What is needed: Lines in the listing below that hold "plant" are the ones to copy.
-- Exercise input follows --
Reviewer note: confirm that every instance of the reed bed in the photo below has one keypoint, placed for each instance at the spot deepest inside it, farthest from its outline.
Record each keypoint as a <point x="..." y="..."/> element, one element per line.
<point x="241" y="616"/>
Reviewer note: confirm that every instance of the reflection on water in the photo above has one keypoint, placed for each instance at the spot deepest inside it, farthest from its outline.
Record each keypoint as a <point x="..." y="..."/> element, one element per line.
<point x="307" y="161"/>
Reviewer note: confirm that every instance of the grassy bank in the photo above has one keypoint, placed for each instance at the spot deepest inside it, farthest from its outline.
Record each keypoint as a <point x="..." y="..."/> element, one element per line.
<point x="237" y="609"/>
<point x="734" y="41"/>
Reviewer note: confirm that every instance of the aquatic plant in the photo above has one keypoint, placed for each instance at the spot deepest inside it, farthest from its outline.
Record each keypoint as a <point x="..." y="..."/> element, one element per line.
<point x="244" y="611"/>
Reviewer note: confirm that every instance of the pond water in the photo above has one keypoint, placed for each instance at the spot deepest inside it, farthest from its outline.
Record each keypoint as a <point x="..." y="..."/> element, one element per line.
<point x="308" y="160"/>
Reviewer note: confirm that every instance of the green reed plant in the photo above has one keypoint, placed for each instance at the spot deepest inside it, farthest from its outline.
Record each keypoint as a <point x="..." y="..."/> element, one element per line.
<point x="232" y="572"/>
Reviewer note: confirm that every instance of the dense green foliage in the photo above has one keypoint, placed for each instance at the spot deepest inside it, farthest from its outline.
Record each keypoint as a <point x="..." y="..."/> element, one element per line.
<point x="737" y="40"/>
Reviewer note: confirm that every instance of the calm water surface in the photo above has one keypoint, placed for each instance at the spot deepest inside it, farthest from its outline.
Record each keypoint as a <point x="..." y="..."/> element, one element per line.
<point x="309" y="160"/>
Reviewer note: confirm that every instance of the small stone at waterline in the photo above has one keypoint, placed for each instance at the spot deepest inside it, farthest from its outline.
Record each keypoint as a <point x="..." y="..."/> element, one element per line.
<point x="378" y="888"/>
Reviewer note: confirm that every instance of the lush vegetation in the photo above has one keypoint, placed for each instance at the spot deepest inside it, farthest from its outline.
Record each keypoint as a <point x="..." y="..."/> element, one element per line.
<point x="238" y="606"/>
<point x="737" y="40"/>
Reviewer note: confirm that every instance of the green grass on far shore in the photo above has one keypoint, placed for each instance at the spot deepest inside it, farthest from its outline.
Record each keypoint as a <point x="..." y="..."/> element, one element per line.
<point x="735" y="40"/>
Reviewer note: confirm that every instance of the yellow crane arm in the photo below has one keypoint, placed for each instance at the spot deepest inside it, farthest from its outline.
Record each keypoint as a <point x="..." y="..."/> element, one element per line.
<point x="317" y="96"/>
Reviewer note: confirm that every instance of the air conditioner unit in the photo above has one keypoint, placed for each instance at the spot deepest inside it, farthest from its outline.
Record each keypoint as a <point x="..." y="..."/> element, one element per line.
-- Exercise input concluded --
Completed task:
Reviewer note: confirm that every instance of the aquatic plant in the photo above has one keypoint, placed for each instance at the spot deepest inside it, farthest from its outline.
Reviewer note: confirm that every instance of the green reed plant in the photo above has one keypoint, placed for each instance at the spot deepest inside it, farthest from its outline.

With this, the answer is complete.